### Travail demandé
• 1. D'après le texte sur Kaunas, sous quel autre nom cette ville est-elle connue ?
• 2. Indiquez si chaque affirmation concorde avec le texte sur Kaunas, par oui ou non, en citant les mots décisifs du texte. (a) La grande yeshiva de Slobodka se trouvait dans un quartier aujourd'hui appelé Vilijampole. (b) Kaunas a intégré la Russie en 1782. (c) L'orphelinat juif a été fermé en 1951.
• 3. Prolongez, s'il vous plaît, le texte sur Kaunas à partir de sa dernière phrase.

Lieu de naissance d’Emmanuel Levinas, Kaunas est une ville également connue sous le nom de Kovno. Avant la Shoah, c’était un centre majeur de la vie juive européenne, avec 40000 juifs. La grande yeshiva de Slobodka y était installée, dans un quartier de banlieue aujourd’hui dénommée Vilijampole.
La présence juive dans la ville de Kaunas date au moins du 16e siècle. Ils y travaillèrent mais furent victimes d’expulsions, notamment suite à des décisions en 1682, 1753 et 1761 jusqu’à une présence stabilisée à la fin du 18e siècle. Lorsqu’ils furent réadmis officiellement en 1782.
Kaunas intégra la Russie suite à la partition de la Pologne en 1795. La population juive augmenta au fil du siècle. Elle passa ainsi de 2000 à Kaunas et Slobodka en 1847 à plus de 25000 à la fin du siècle. Cette évolution s’accompagna d’un grand développement culturel juif. De nombreuses yeshivoth virent le jour, parmi lesquelles Or Hayim, Knesset Beth Yitshak et Knesset Israel.
La synagogue est d’architecture classique sur deux étages, à façade bleue. L’orphelinat juif ainsi que l’ancienne école juive ont été fermés en 1951.

### Données fournies
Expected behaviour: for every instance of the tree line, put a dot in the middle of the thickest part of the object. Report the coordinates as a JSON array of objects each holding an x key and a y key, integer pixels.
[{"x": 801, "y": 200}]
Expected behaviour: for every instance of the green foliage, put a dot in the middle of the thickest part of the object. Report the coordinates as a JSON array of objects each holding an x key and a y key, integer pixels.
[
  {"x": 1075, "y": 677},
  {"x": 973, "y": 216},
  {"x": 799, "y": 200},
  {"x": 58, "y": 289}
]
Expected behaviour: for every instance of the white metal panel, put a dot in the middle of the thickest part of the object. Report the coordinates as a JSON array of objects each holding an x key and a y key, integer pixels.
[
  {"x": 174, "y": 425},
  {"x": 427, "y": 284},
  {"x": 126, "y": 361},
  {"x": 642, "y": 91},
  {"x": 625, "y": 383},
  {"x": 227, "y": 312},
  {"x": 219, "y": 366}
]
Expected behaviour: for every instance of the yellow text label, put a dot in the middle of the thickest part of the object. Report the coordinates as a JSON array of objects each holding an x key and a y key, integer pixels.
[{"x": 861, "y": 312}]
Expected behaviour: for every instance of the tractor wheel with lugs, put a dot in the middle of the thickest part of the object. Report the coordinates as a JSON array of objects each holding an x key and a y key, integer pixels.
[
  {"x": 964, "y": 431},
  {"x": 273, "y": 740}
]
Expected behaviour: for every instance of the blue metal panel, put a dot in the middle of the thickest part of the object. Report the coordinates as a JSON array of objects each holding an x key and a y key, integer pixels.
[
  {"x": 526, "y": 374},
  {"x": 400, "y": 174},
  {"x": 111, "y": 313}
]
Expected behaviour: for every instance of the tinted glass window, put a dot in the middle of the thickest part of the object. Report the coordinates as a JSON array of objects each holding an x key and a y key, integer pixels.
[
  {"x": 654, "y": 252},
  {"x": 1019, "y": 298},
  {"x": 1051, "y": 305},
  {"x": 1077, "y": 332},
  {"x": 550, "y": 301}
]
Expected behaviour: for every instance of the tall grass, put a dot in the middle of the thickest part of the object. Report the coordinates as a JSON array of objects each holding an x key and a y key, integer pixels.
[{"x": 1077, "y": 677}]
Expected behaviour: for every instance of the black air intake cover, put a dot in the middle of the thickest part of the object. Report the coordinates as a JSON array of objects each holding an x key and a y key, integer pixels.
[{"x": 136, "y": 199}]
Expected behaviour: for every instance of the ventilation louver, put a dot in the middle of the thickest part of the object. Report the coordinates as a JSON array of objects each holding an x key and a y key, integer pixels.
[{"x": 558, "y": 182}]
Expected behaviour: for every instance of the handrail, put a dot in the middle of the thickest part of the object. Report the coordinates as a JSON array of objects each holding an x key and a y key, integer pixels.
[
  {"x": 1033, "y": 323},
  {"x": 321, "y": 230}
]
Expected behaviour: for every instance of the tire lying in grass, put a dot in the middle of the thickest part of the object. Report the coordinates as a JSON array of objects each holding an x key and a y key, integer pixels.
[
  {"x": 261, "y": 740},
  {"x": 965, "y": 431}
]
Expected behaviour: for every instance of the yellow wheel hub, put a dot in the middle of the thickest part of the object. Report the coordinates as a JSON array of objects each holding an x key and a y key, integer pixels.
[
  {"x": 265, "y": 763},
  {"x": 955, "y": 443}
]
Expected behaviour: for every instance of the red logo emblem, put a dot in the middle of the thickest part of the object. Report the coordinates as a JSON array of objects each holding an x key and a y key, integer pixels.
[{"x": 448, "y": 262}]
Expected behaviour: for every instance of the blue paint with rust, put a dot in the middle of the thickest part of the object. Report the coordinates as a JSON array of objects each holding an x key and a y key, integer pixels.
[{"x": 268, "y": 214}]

### Les réponses
• 1. Kovno.

• 2.
(a) Oui : « La grande yeshiva de Slobodka y était installée, dans un quartier de banlieue aujourd’hui dénommée Vilijampole. »
(b) Non : « Kaunas intégra la Russie suite à la partition de la Pologne en 1795. »
(c) Oui : « L’orphelinat juif ainsi que l’ancienne école juive ont été fermés en 1951. »

• 3.
En 1908, 32628 juifs furent recensés à Kaunas, ce qui constituait près de 40 % de la population totale. Lorsque la Lituanie fut indépendante pendant l’entre-deux-guerres, la population juive continua de progresser. Ainsi, il n’y avait pas moins de cinq journaux sur la culture juive.
Pendant la Shoah, de très nombreux juifs furent victimes à la fois de mesures violentes de privations de droits et de pogroms locaux. En 1941, des dizaines de milliers de juifs furent enfermés dans les ghettos du pays. Lesquels « accueillirent » des dizaines d’autres milliers de juifs transférés par les nazis d’autres régions européennes. Les ghettos furent transformés en camps de la mort. De nombreux juifs prirent part à la Résistance, rejoignant le maquis des forêts avoisinantes. Peu de temps avant l’entrée des troupes russes, les nazis accélérèrent les massacres. La grande majorité des juifs lituaniens furent massacré pendant la Shoah.
Face à cette situation, un homme représenta la courage au plus haut niveau, Chiune Sugihara. Le diplomate japonais sauva 6000 juifs européens en leur accordant des visas.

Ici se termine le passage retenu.